### [WHAT THIS TASK INVOLVES]
Write out the full listing, matching it line for line.

### [DATA FOR REVIEW]
::::::::::

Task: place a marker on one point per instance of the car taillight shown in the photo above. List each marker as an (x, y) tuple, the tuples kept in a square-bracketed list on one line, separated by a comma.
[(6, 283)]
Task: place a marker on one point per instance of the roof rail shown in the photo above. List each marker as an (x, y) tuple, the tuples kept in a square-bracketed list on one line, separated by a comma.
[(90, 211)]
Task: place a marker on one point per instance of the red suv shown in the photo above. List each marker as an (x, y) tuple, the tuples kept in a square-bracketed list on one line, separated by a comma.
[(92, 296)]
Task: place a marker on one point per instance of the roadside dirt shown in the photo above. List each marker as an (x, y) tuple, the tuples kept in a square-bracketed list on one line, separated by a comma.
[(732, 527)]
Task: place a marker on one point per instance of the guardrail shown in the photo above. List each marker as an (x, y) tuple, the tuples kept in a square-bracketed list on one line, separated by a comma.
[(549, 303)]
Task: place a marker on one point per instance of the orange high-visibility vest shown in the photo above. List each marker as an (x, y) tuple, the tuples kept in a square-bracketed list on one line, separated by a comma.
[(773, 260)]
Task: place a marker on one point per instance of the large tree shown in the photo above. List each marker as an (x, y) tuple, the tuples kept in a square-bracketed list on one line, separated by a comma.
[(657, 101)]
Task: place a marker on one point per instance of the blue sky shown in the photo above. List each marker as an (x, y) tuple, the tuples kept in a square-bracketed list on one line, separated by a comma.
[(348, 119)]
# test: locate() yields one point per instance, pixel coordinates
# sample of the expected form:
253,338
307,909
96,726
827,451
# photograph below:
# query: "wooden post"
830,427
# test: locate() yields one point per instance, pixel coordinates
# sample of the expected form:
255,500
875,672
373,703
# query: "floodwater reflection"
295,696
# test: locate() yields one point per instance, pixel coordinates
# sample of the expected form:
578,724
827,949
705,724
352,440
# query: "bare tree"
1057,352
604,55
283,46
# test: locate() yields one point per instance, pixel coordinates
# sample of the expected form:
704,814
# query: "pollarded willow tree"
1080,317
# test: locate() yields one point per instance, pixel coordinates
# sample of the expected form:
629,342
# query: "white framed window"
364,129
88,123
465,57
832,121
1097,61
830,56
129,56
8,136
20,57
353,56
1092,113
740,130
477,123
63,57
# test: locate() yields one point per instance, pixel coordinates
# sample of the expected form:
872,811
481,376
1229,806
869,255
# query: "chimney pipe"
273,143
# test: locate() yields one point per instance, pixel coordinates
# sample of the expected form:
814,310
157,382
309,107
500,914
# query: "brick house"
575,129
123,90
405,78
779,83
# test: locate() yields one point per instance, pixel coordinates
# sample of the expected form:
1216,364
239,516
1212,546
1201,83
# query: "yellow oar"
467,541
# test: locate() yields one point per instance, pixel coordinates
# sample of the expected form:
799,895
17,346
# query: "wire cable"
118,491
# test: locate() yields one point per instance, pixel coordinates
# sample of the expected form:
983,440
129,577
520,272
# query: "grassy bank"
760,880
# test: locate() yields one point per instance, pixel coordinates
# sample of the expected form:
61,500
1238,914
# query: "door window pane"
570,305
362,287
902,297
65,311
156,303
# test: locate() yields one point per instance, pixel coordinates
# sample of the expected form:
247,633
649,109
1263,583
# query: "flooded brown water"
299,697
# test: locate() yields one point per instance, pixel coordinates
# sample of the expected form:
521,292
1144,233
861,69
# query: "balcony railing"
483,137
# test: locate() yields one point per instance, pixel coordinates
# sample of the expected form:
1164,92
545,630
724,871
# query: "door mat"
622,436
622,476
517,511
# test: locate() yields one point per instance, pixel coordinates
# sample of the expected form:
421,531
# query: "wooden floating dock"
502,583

::::::::::

### [THE COMPLETED TASK]
Task: place a marker on one point per instance of the car taillight shown in the photo above. List each marker as an (x, y) tuple, the tuples kept in a square-bracketed list on one line, separated by a comma.
[(6, 283)]
Task: place a marker on one point per instance of the roof rail shown in the photo above. List each marker as an (x, y) tuple, the tuples kept in a square-bracketed list on one line, separated by a comma.
[(90, 211)]
Task: place a marker on one point per instance of the red suv shown in the photo above. List each marker as an (x, y) tuple, the tuples kept in a square-bracketed list on one line, separated by a comma.
[(92, 296)]
Task: place a marker on one point per instance of the roadside dirt shown in the photo above. List each marker as an (x, y) tuple, the tuples kept in a square-bracketed list on one line, separated by a comma.
[(732, 527)]
Task: place a marker on one point per instance of the guardrail shown in the photo above. List each marker as an (x, y) tuple, the tuples kept in a square-bracketed list on one line, separated by a comma.
[(549, 303)]
Task: place a marker on one point per instance of the orange high-visibility vest shown in the photo above. List each marker as an (x, y) tuple, the tuples kept in a square-bracketed list on one line, separated by a comma.
[(773, 260)]
Task: place a marker on one point per instance of the large tree shown in the photo above. List each marker as an (x, y) tuple, the tuples kept in a square-bracketed list on one line, separated by a comma.
[(657, 101)]
Task: place a marker on one point per instance of the blue sky shown in the photo above. List each marker as an (x, y) tuple, the tuples kept in a square-bracketed list on one line, separated by a comma.
[(348, 119)]
# test: locate() yields one point per instance, pixel coordinates
# sample of the expected form:
253,338
307,909
96,726
827,451
# photograph below:
# query: "wooden post"
830,427
# test: locate() yields one point per instance, pixel coordinates
# sample of the expected form:
255,500
875,672
373,703
# query: "floodwater reflection"
295,696
# test: locate() yields one point per instance, pixel coordinates
# sample of the expected form:
578,724
827,949
705,724
352,440
# query: "bare tree"
1057,352
604,55
283,46
# test: locate() yields one point per instance, pixel coordinates
# sample of the expected form:
704,814
# query: "pollarded willow tree"
1080,317
# test: locate() yields one point per instance, pixel coordinates
# sample of the expected form:
629,342
# query: "white framed window"
364,129
88,123
465,57
832,121
1097,61
830,56
129,56
8,136
20,57
353,56
1092,113
740,130
477,123
63,57
# test: locate() yields one point per instance, pixel coordinates
# sample of the expected form:
872,811
481,376
1229,806
869,255
# query: "chimney pipe"
273,143
# test: locate() yields one point per instance, pixel coordinates
# sample of the expected form:
814,310
157,382
309,107
500,914
# query: "brick house"
575,129
123,90
405,78
779,83
# test: locate() yields one point per instance, pixel coordinates
# sample of the expected form:
1216,364
239,516
1212,546
1201,83
# query: "yellow oar"
467,541
# test: locate() yields one point per instance, pixel coordinates
# sample of the expected form:
799,895
17,346
# query: "wire cable"
118,491
# test: locate() yields one point per instance, pixel coordinates
# sample of the expected form:
983,440
129,577
520,272
# query: "grassy bank"
760,880
# test: locate() yields one point per instance, pixel coordinates
# sample of the expected form:
61,500
1238,914
# query: "door window pane"
570,305
362,287
902,297
65,311
156,303
# test: locate() yields one point per instance, pixel coordinates
# sample of the expected form:
247,633
649,109
1263,583
# query: "flooded brown water"
299,697
# test: locate() yields one point per instance, pixel coordinates
# sample of the expected form:
521,292
1144,233
861,69
# query: "balcony railing"
483,137
# test: locate() yields one point per instance, pixel coordinates
# sample of the expected form:
1164,92
545,630
724,871
# query: "door mat"
622,436
622,476
517,511
# test: locate() yields one point per instance, pixel coordinates
# sample of the expected form:
421,531
# query: "wooden floating dock"
502,583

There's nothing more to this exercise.